* INSTRUÇÕES E REQUISITOS:
Reproduza fielmente o trecho do texto sobre anistia entre "Anistia é uma" e "atuação do STF.", inclusive.
----- TEXTO FORNECIDO -----
Anistia, dosimetria e Justiça
"Acredito que o acordão continuará a se basear na narrativa do 'golpe', pelo menos na parte que efetivamente interessa a seus autores, que é, desde o começo, eliminar Bolsonaro da política"

Anistia é uma prerrogativa do Congresso, assegurada pela Constituição, e que já foi utilizada inúmeras vezes no Brasil, inclusive beneficiando políticos ainda em atividades graças ao perdão.
O grande desafio para o Brasil fazer um “Projeto de Nação”, que envolva toda a sociedade e recomponha o tecido social, acabando com a polarização existente, somente será viável se o Supremo encerrar sua intervenção. A anistia oferece essa oportunidade, sem que haja vencedores ou vencidos.
Escrevi há algum tempo, antes do último julgamento, que não me parecia que os condenados do 8 de janeiro necessitassem de anistia, mas sim de Justiça. Considerava, contudo, que a anistia serviria para aliviar os sofrimentos das centenas de prisioneiros e passaria um pano na atuação do STF.
----- EXTRATO DOS REGISTROS -----
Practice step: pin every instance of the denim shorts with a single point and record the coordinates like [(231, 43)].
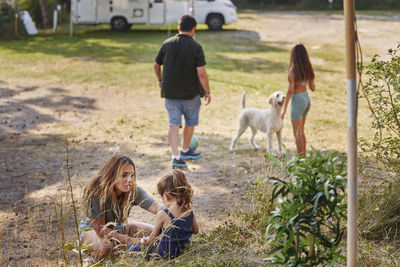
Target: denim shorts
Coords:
[(85, 226), (188, 108), (300, 105)]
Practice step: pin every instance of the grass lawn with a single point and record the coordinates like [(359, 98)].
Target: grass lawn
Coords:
[(98, 87)]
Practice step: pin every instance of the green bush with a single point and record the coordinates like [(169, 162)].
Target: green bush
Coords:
[(8, 9), (379, 211), (383, 92), (34, 9), (318, 4), (306, 226)]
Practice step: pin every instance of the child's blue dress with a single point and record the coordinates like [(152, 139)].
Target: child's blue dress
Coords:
[(173, 239)]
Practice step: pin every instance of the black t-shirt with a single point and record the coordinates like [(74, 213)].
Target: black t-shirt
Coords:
[(180, 56)]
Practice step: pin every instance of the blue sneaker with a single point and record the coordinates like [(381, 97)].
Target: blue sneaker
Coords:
[(191, 154), (178, 163)]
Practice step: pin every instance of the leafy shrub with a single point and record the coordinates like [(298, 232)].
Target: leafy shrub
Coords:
[(256, 215), (383, 91), (379, 211), (319, 4), (8, 10), (33, 6), (306, 226)]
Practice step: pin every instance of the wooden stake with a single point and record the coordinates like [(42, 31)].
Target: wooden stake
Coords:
[(349, 13)]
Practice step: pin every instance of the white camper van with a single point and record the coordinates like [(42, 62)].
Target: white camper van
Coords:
[(121, 14)]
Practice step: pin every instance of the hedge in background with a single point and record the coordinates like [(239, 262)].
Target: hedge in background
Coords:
[(317, 4)]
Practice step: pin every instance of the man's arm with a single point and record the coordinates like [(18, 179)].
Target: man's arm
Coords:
[(203, 78), (157, 70)]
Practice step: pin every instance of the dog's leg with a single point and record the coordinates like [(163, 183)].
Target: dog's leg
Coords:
[(269, 141), (279, 137), (251, 138), (239, 132)]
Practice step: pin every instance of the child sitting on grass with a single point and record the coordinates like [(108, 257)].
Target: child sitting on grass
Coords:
[(176, 223)]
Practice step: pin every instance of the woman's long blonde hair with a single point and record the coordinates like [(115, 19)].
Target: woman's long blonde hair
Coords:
[(103, 186), (300, 64)]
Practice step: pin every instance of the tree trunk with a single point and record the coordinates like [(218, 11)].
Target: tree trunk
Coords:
[(44, 7)]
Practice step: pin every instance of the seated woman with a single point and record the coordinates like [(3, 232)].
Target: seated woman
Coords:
[(107, 201)]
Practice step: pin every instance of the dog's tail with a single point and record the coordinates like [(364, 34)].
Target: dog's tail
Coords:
[(243, 99)]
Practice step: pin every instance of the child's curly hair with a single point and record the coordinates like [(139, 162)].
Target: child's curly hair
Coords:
[(176, 185)]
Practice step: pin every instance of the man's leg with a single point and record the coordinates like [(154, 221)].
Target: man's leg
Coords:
[(187, 136), (173, 139)]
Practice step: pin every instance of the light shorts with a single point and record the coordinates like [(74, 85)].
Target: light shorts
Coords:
[(188, 108), (300, 105), (85, 226)]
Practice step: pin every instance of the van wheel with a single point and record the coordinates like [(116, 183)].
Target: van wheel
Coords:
[(119, 24), (215, 22)]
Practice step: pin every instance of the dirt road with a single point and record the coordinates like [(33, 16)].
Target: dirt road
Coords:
[(36, 120)]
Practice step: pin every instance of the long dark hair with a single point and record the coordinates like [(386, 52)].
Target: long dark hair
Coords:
[(300, 64), (176, 185)]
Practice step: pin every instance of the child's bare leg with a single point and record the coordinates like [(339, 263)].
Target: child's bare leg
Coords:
[(138, 229), (99, 248)]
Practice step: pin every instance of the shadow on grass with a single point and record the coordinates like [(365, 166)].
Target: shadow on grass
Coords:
[(129, 47), (20, 114)]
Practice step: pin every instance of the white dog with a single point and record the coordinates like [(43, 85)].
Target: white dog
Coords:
[(268, 121)]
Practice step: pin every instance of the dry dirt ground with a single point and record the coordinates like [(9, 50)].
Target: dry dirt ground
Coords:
[(37, 119)]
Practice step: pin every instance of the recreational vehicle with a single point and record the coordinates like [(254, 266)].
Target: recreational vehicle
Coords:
[(122, 14)]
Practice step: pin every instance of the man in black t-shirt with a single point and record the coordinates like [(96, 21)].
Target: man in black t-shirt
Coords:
[(183, 81)]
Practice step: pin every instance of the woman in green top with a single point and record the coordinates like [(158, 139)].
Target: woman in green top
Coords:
[(301, 75), (107, 201)]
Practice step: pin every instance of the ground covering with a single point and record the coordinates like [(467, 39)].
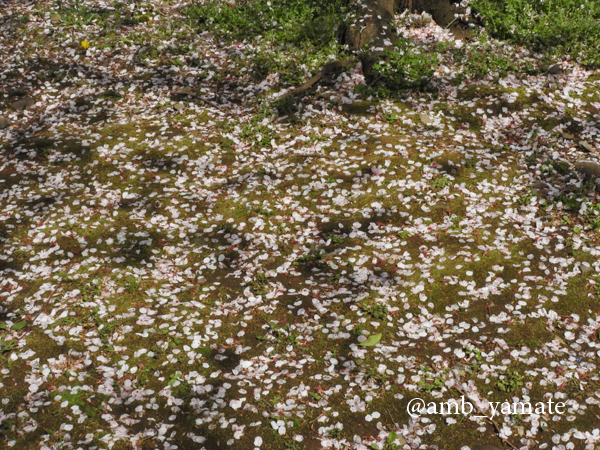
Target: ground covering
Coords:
[(189, 258)]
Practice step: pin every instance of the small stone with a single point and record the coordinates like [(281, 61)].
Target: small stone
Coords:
[(23, 104), (586, 146), (402, 441), (590, 170), (555, 70), (566, 135)]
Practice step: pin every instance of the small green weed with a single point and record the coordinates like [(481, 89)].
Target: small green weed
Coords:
[(406, 68), (509, 381)]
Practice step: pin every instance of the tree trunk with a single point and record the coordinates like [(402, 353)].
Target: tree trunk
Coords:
[(371, 30)]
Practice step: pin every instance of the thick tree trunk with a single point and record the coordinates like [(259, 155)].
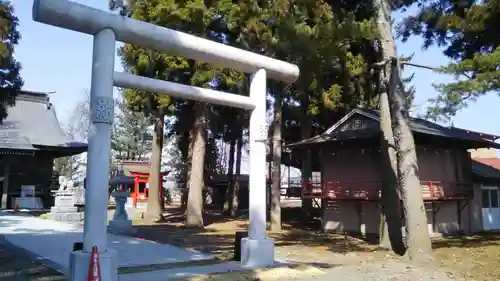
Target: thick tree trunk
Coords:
[(390, 223), (153, 210), (187, 168), (276, 170), (236, 184), (417, 240), (194, 210), (227, 200), (417, 234)]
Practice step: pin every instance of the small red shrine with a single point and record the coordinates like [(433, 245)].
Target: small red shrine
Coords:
[(140, 171)]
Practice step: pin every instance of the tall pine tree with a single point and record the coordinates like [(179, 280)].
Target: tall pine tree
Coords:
[(468, 33), (10, 78)]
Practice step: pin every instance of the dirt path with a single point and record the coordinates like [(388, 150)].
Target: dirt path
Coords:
[(15, 266), (456, 258)]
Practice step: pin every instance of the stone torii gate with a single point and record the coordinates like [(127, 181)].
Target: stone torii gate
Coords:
[(107, 28)]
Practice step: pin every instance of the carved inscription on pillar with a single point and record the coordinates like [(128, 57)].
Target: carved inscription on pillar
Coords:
[(102, 110), (262, 136)]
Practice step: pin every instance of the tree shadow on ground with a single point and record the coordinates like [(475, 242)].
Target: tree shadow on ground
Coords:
[(218, 235), (478, 240)]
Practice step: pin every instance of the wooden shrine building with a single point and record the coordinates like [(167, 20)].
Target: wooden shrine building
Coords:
[(30, 139), (454, 187)]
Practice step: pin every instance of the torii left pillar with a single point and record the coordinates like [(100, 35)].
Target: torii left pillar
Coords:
[(99, 152)]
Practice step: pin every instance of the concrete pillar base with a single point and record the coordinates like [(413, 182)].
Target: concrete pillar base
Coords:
[(79, 265), (257, 253)]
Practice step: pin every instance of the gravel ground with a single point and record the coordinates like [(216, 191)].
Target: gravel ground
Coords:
[(387, 271), (14, 266)]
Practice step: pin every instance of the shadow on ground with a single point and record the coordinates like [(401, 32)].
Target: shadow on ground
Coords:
[(478, 240), (219, 233)]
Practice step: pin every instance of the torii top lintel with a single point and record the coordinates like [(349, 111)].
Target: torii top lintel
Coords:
[(81, 18)]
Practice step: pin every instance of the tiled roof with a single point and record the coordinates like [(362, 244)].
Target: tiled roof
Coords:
[(493, 162), (483, 170), (417, 125), (32, 124)]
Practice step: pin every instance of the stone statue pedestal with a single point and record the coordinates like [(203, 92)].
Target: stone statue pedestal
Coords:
[(64, 208), (120, 223)]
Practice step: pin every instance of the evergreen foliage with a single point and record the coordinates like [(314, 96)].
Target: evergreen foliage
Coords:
[(10, 78), (468, 33)]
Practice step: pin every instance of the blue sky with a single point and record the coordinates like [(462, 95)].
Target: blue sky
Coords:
[(59, 60)]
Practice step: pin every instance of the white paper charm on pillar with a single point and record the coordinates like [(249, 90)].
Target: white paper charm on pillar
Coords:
[(102, 110)]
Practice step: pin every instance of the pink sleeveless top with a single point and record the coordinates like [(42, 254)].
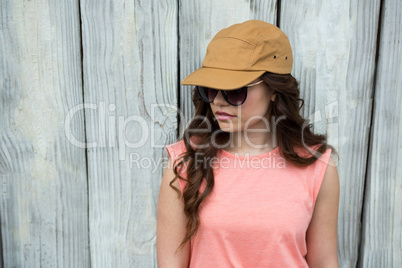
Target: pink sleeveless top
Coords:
[(258, 212)]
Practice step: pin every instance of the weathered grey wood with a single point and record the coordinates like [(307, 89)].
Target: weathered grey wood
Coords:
[(199, 22), (334, 46), (44, 195), (130, 67), (382, 235)]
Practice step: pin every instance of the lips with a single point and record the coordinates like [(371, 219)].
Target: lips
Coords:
[(223, 113)]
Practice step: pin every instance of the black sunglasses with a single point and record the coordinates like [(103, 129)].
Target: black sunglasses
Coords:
[(234, 97)]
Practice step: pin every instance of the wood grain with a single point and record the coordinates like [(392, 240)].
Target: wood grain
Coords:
[(334, 44), (382, 218), (130, 75), (44, 210)]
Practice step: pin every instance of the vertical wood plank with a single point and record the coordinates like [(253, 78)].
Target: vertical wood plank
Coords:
[(130, 78), (199, 22), (382, 234), (334, 51), (44, 199)]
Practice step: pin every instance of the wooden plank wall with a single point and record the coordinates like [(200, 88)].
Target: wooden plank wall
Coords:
[(68, 205), (44, 212), (381, 244)]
-----
* RESULTADO CORRETO:
Anistia é uma prerrogativa do Congresso, assegurada pela Constituição, e que já foi utilizada inúmeras vezes no Brasil, inclusive beneficiando políticos ainda em atividades graças ao perdão.
O grande desafio para o Brasil fazer um “Projeto de Nação”, que envolva toda a sociedade e recomponha o tecido social, acabando com a polarização existente, somente será viável se o Supremo encerrar sua intervenção. A anistia oferece essa oportunidade, sem que haja vencedores ou vencidos.
Escrevi há algum tempo, antes do último julgamento, que não me parecia que os condenados do 8 de janeiro necessitassem de anistia, mas sim de Justiça. Considerava, contudo, que a anistia serviria para aliviar os sofrimentos das centenas de prisioneiros e passaria um pano na atuação do STF.